Task prompt:
Copy each line that includes the string "prompts" from the material into your answer.

Given information:
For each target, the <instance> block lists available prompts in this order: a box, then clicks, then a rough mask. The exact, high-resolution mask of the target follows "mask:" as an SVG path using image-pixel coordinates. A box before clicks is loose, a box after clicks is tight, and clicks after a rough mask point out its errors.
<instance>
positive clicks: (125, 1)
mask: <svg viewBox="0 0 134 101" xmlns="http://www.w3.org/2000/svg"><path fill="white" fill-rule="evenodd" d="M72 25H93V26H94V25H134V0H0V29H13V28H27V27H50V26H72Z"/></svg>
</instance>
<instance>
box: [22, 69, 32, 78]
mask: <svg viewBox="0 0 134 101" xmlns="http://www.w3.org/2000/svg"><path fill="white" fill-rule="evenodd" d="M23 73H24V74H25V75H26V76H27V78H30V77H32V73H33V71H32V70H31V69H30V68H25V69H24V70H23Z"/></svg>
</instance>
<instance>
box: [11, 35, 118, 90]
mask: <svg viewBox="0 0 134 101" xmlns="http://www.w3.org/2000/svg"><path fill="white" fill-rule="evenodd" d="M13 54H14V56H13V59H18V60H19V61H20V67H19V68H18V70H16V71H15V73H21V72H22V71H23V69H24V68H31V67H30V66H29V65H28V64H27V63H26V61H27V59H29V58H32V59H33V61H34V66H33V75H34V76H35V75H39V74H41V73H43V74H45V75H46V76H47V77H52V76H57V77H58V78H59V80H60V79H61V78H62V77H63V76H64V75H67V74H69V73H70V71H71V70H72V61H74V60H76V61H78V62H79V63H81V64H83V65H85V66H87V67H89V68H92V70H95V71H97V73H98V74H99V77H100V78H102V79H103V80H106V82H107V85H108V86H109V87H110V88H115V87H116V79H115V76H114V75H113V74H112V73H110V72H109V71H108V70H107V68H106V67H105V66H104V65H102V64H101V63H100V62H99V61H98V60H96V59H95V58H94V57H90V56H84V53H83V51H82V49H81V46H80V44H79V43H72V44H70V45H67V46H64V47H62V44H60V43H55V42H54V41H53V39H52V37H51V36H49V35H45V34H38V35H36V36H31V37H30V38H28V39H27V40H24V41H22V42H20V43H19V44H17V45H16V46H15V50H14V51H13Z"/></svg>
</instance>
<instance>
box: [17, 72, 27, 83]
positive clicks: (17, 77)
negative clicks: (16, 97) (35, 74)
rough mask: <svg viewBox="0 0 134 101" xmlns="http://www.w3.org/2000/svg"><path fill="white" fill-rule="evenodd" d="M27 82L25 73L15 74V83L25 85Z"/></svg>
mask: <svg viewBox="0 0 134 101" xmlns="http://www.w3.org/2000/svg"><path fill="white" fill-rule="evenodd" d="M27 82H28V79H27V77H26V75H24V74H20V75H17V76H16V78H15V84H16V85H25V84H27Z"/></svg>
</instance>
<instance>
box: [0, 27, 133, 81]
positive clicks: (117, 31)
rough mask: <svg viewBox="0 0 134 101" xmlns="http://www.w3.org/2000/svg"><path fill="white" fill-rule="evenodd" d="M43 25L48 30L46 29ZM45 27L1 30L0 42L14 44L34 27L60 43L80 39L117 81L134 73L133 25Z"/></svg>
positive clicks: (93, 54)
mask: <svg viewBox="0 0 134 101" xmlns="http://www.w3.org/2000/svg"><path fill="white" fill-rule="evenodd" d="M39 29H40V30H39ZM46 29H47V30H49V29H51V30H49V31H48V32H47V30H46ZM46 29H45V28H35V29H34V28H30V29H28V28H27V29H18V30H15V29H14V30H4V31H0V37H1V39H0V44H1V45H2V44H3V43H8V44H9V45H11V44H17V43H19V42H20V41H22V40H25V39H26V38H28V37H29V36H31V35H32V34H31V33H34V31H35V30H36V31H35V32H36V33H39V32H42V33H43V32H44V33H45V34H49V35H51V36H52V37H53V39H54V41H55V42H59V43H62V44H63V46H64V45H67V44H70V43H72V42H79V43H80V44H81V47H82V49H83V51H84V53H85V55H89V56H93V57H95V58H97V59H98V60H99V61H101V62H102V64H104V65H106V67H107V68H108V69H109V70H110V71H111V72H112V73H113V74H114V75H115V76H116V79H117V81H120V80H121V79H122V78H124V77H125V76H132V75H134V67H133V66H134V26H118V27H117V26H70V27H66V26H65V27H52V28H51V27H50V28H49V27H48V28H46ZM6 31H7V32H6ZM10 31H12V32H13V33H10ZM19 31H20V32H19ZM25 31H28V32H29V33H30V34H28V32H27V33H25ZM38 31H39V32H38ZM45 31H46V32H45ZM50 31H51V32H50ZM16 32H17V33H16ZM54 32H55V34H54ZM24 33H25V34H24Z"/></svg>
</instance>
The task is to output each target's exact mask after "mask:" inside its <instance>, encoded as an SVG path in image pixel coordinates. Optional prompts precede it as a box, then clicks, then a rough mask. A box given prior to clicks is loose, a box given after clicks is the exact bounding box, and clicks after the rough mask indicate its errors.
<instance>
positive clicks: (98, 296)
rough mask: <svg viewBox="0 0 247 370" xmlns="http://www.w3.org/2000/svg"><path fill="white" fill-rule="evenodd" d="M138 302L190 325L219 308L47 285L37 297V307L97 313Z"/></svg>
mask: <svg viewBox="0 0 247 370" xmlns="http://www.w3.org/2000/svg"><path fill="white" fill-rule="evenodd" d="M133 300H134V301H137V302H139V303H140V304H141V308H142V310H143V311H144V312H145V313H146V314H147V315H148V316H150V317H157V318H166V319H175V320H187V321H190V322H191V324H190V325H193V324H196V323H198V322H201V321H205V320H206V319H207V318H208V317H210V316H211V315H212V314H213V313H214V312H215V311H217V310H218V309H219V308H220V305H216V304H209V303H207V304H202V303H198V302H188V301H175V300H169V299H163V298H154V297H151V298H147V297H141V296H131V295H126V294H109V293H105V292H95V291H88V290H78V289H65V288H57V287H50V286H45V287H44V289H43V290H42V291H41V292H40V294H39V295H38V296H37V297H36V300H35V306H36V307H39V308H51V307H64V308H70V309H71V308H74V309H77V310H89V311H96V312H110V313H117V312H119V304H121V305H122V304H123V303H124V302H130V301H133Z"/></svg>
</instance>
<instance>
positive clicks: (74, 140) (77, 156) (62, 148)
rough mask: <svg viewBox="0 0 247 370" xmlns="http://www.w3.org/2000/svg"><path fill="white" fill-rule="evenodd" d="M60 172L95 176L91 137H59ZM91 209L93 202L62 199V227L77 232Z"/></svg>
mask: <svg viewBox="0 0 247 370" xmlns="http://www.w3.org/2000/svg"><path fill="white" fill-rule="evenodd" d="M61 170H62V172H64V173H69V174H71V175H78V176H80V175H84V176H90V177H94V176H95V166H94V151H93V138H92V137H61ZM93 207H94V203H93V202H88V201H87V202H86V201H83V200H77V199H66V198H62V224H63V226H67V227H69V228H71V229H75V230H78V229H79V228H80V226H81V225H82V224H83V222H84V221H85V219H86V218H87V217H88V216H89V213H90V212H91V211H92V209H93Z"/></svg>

Solution to this exercise:
For each target, the <instance> block lists available prompts in this order: a box, then clicks, then a rough mask. The exact, high-resolution mask of the target follows "mask:" as an SVG path using image-pixel coordinates. A box before clicks is loose, a box after clicks is tight, and clicks after a rough mask point out its errors.
The task is to output each target's exact mask after "mask:" inside its <instance>, encoded as an SVG path in image pixel coordinates. Optional prompts precede it as a box, then clicks, then a rough mask. A box given prior to clicks is loose, a box given after clicks is the exact bounding box, and clicks after the rough mask indicate its errors.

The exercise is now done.